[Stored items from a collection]

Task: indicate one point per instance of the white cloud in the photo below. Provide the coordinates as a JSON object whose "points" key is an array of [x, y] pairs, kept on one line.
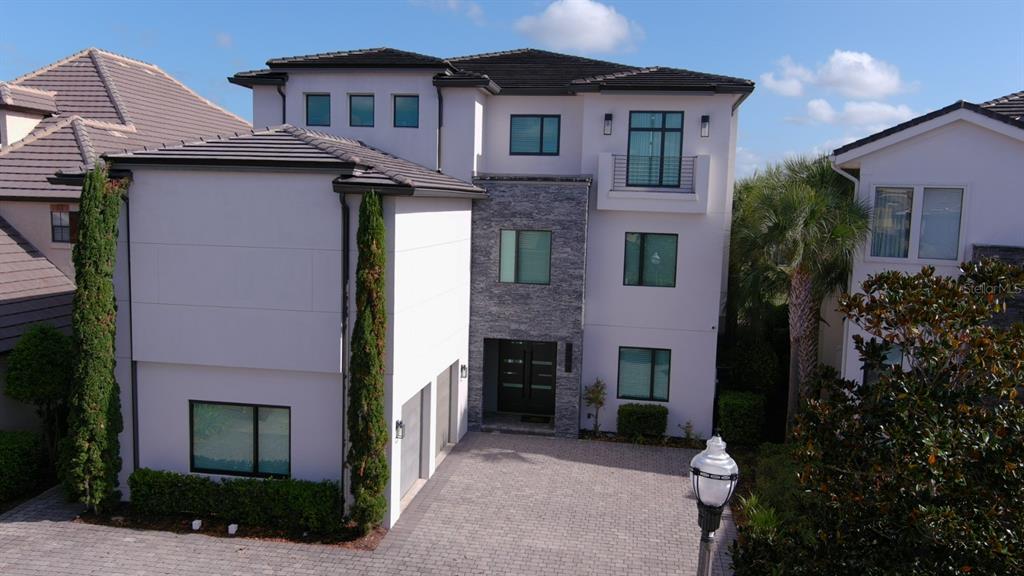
{"points": [[859, 75], [854, 75], [468, 8], [869, 115], [585, 26]]}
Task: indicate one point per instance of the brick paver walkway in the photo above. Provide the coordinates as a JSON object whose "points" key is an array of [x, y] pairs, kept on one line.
{"points": [[498, 504]]}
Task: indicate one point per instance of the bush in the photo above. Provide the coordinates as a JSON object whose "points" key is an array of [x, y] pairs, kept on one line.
{"points": [[20, 463], [740, 416], [642, 420], [295, 506]]}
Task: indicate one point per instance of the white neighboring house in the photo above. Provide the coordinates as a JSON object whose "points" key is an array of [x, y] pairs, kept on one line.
{"points": [[518, 187], [944, 188]]}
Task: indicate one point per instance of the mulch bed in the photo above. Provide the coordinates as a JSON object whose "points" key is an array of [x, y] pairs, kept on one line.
{"points": [[122, 517]]}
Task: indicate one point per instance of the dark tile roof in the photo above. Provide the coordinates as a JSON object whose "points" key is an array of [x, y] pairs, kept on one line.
{"points": [[24, 97], [960, 105], [1011, 105], [525, 71], [104, 103], [287, 146], [32, 289], [368, 57]]}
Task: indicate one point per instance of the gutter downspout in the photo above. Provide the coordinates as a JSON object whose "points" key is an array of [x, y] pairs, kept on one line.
{"points": [[284, 100], [440, 124]]}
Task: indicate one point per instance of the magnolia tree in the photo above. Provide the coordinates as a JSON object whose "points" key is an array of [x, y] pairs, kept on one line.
{"points": [[921, 471]]}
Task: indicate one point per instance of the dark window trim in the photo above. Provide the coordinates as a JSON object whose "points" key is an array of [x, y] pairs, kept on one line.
{"points": [[551, 235], [255, 472], [663, 129], [650, 395], [643, 239], [373, 117], [394, 110], [558, 136], [306, 99]]}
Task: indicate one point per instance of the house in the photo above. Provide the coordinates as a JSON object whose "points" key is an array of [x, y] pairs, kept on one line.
{"points": [[551, 220], [944, 188], [54, 123]]}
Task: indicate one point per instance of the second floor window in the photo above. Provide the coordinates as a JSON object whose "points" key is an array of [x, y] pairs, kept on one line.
{"points": [[317, 110], [650, 259], [535, 134], [525, 256], [407, 112], [64, 224], [360, 110]]}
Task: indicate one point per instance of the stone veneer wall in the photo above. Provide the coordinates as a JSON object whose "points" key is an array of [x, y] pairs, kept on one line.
{"points": [[1010, 254], [527, 312]]}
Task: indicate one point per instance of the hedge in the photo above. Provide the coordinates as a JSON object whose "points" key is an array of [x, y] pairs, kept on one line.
{"points": [[642, 420], [20, 463], [741, 416], [295, 506]]}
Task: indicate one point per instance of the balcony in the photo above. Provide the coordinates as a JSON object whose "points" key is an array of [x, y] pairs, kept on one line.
{"points": [[652, 183]]}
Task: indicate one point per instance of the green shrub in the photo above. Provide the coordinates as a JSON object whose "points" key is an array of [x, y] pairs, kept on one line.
{"points": [[20, 463], [740, 416], [295, 506], [642, 420]]}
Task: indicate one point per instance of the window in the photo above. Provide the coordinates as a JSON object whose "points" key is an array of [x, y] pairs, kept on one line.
{"points": [[940, 214], [525, 256], [535, 135], [407, 112], [901, 230], [240, 439], [64, 224], [360, 110], [643, 373], [650, 259], [891, 232], [655, 149], [317, 110]]}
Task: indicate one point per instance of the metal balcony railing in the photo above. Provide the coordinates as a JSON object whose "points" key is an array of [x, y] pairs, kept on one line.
{"points": [[670, 173]]}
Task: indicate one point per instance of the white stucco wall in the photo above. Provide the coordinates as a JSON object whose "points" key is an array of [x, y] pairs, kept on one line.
{"points": [[978, 156], [32, 220]]}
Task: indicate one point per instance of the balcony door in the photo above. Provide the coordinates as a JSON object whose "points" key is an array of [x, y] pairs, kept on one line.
{"points": [[655, 149], [526, 377]]}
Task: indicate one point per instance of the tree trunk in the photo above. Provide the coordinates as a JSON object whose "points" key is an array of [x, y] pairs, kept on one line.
{"points": [[803, 339]]}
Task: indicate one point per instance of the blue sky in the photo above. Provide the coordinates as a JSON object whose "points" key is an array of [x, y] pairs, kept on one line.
{"points": [[826, 72]]}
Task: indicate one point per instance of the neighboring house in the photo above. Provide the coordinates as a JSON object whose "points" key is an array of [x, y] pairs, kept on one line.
{"points": [[596, 199], [944, 188], [54, 123]]}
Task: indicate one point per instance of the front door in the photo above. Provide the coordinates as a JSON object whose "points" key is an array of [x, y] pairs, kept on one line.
{"points": [[526, 377]]}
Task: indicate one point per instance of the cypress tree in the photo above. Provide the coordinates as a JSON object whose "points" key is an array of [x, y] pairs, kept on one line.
{"points": [[367, 425], [91, 455]]}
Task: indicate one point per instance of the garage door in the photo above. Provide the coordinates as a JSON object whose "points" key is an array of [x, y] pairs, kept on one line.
{"points": [[412, 417]]}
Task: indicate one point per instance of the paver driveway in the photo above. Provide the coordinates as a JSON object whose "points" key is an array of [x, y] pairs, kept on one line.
{"points": [[498, 504]]}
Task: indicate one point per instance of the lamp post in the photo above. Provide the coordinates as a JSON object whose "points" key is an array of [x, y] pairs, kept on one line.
{"points": [[715, 476]]}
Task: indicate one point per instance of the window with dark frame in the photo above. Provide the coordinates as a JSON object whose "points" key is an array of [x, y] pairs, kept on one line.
{"points": [[407, 111], [244, 440], [524, 256], [650, 259], [360, 111], [317, 110], [644, 373], [64, 224], [535, 134]]}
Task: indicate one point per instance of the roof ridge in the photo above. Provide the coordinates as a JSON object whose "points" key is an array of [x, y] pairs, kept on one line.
{"points": [[110, 86]]}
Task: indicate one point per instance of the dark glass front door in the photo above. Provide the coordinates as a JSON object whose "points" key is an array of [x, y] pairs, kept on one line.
{"points": [[526, 376]]}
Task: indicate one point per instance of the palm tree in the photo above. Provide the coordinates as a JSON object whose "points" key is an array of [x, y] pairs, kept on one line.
{"points": [[797, 228]]}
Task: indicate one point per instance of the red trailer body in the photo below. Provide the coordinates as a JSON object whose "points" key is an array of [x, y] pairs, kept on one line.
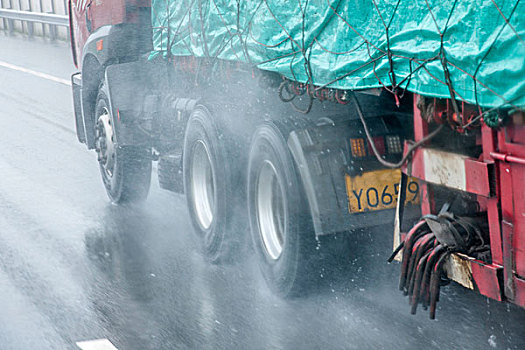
{"points": [[497, 179]]}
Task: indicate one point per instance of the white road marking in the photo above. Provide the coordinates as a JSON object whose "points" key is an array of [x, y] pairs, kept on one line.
{"points": [[35, 73], [97, 344]]}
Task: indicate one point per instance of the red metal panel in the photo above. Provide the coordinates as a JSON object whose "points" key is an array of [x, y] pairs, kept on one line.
{"points": [[477, 176], [495, 230], [508, 265], [486, 279], [418, 167], [518, 242], [520, 291]]}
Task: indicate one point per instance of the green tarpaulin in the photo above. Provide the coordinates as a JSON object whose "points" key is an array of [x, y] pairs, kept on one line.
{"points": [[476, 48]]}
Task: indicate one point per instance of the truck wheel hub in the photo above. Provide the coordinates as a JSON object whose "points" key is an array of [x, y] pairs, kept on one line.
{"points": [[202, 186], [271, 214], [105, 143]]}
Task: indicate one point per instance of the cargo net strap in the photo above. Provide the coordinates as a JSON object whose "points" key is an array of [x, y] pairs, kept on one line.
{"points": [[470, 52]]}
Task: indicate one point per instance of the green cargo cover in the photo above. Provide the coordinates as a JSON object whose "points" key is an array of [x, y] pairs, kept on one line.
{"points": [[345, 44]]}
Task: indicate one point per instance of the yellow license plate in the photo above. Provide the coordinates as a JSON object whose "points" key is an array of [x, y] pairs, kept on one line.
{"points": [[377, 190]]}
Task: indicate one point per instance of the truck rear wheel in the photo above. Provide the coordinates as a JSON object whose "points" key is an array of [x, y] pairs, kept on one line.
{"points": [[280, 222], [211, 190], [126, 171]]}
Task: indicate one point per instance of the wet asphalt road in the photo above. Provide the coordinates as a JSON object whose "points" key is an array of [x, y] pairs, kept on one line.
{"points": [[74, 267]]}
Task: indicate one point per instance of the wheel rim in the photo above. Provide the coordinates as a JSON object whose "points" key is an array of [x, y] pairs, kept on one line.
{"points": [[105, 143], [271, 212], [202, 186]]}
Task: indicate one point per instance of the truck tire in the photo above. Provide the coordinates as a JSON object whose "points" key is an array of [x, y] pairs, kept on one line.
{"points": [[280, 221], [212, 191], [126, 171]]}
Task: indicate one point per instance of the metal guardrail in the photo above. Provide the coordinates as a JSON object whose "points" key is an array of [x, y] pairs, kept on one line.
{"points": [[45, 18], [39, 17]]}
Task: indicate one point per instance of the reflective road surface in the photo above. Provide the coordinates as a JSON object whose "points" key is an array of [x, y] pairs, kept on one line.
{"points": [[75, 268]]}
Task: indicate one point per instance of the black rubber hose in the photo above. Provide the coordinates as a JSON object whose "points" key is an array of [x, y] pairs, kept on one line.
{"points": [[409, 240], [424, 294], [414, 257], [427, 243], [435, 283]]}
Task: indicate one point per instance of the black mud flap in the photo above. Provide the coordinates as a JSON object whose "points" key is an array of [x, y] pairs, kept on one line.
{"points": [[76, 84], [128, 86]]}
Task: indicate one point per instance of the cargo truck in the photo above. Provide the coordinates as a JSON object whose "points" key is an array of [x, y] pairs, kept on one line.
{"points": [[290, 121]]}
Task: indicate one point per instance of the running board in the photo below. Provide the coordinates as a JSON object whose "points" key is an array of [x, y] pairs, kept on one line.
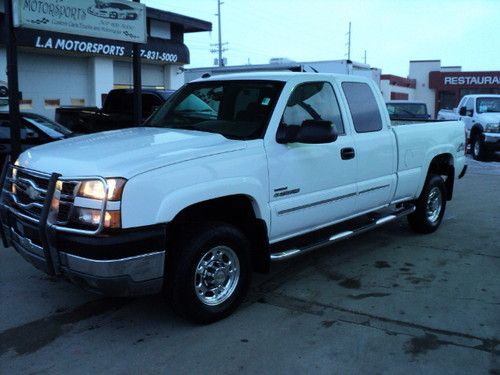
{"points": [[287, 254]]}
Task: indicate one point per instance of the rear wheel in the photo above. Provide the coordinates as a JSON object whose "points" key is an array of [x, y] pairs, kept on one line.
{"points": [[211, 272], [430, 206]]}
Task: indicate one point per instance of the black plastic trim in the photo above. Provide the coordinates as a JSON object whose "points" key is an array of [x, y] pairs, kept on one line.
{"points": [[114, 245]]}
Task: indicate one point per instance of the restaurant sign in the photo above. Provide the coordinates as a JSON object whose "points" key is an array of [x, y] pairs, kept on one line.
{"points": [[117, 19]]}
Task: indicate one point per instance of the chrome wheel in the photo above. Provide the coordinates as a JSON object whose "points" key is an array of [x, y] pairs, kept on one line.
{"points": [[434, 205], [477, 148], [217, 275]]}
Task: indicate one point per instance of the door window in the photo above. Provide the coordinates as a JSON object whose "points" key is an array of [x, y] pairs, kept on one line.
{"points": [[25, 132], [364, 109], [313, 101]]}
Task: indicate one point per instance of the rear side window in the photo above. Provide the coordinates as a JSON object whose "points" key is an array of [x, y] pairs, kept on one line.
{"points": [[364, 109]]}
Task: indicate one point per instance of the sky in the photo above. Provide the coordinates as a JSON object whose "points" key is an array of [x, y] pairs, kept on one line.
{"points": [[392, 32]]}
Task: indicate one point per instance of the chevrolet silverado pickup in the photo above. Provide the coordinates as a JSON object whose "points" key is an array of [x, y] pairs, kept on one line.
{"points": [[231, 174], [481, 115]]}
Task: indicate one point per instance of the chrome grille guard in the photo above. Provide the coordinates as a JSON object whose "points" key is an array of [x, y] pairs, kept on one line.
{"points": [[47, 221]]}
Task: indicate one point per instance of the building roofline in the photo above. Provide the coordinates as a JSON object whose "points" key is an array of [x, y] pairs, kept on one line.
{"points": [[190, 24], [425, 60]]}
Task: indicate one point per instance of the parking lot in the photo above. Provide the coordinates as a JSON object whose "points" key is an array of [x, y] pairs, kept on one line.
{"points": [[387, 302]]}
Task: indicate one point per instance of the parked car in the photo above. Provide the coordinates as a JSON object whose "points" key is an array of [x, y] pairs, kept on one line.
{"points": [[405, 109], [116, 113], [481, 115], [232, 173], [35, 130]]}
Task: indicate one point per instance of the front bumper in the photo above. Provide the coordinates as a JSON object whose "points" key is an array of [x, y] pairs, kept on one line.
{"points": [[492, 141], [127, 262], [129, 276]]}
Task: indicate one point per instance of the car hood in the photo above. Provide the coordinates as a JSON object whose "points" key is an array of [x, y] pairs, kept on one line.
{"points": [[488, 117], [125, 153]]}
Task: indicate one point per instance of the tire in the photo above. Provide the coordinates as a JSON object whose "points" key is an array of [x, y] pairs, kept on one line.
{"points": [[430, 206], [210, 274], [478, 150]]}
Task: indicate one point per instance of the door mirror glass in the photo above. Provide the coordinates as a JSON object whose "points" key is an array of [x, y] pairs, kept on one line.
{"points": [[310, 132]]}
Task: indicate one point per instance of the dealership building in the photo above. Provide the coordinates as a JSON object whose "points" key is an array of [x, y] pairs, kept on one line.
{"points": [[438, 86], [60, 69]]}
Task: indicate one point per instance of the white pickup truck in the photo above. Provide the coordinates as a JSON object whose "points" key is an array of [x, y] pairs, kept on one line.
{"points": [[231, 173], [481, 115]]}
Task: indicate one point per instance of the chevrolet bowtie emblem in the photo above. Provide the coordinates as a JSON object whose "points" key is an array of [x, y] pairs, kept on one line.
{"points": [[32, 193]]}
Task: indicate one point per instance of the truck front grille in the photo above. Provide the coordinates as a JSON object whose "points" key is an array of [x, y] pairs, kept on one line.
{"points": [[27, 192]]}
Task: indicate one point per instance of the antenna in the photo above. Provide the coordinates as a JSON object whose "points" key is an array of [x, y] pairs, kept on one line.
{"points": [[349, 42]]}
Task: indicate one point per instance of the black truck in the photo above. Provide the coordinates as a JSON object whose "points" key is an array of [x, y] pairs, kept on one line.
{"points": [[116, 113]]}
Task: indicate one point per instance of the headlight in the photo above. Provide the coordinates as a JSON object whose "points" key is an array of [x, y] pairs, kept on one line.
{"points": [[94, 189], [492, 128], [88, 216]]}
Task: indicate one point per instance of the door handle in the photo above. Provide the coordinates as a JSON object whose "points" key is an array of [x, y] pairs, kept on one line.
{"points": [[347, 153]]}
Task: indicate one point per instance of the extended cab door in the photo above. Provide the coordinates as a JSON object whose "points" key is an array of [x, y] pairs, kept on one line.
{"points": [[375, 146], [311, 185]]}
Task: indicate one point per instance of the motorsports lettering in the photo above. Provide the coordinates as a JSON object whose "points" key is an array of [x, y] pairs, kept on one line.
{"points": [[118, 19], [101, 48]]}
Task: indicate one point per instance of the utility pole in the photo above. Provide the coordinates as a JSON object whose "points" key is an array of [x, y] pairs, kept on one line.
{"points": [[219, 45], [136, 68], [220, 33], [13, 83], [349, 43]]}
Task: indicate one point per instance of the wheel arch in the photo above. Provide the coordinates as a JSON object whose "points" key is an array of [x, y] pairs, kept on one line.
{"points": [[443, 165], [239, 210]]}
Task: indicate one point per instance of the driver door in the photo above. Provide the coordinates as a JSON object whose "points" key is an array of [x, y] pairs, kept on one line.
{"points": [[311, 185]]}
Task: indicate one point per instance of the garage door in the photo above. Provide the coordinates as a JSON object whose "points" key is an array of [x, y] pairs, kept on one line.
{"points": [[152, 75], [47, 81]]}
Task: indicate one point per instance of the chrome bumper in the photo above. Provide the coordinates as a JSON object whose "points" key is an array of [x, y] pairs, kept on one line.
{"points": [[137, 275]]}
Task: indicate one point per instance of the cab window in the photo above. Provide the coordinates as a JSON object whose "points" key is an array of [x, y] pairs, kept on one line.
{"points": [[313, 101], [364, 109]]}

◆ Task details
Repeat exactly, and only, the lines of the records above, starting with the line that contains "Task: indicate one point per instance of the wheel arch" and ending with the final line, both included.

◆ The reply
Task: indicate one point per instance of the wheel arch in the photo above. Provide the coordinates as a JSON object whose "points" key is an array of [x, y] pairs, kept on one line.
{"points": [[443, 165], [239, 210]]}
Task: indicate one point per instance of the driver door in the photo above. Provide the coordinates as a JSON object whose "points" key is an array of [x, y] pairs, kept on one line.
{"points": [[311, 185]]}
Task: indicate one point per instance of the garage door in the photo above. Provide the coordinates as a JSON object whose "points" key is an array of [x, y] pairs, kept on one line.
{"points": [[152, 75], [47, 81]]}
Task: indicate one point per instance of the chrome bumper in the photo above. Provide the coordinates as a JSON object whose "points" key is an array of [x, y] pairs, kept on one line.
{"points": [[137, 275]]}
Task: indicate one point per instance of the cab window in the photo above. Provide the coordinates as a JSON object whose "points" key is an array of [x, y] pairs, kept on one line.
{"points": [[313, 101], [364, 109]]}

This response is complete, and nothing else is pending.